== GOAL ==
Reproduce the rows from the line with "Reviewer note: see that each instance of the park" through the end of the rows, replacing "park background" with "grassy lawn" and keeping everything else the same.

(Coordinate annotation rows)

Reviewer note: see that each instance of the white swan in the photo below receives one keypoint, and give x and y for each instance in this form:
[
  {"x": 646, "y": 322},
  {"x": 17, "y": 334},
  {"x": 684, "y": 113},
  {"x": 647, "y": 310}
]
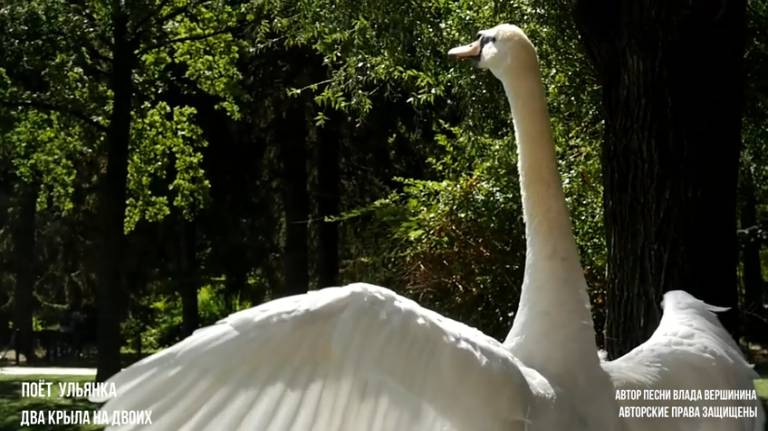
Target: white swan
[{"x": 361, "y": 357}]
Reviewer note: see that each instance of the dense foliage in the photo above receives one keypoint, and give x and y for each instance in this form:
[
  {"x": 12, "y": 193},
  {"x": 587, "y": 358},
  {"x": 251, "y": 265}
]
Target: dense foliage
[{"x": 225, "y": 94}]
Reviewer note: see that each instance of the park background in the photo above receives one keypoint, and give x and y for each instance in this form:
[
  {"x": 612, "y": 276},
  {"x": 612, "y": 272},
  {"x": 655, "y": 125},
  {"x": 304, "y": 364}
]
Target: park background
[{"x": 164, "y": 163}]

== THE COMPLETED TASK ==
Reviewer note: see that each instance of the grassy lawn in the photo above receives one keypoint, and give x and y for each instance in this form:
[
  {"x": 612, "y": 276},
  {"x": 612, "y": 272},
  {"x": 655, "y": 125},
  {"x": 304, "y": 364}
]
Target: grassy lawn
[{"x": 164, "y": 163}]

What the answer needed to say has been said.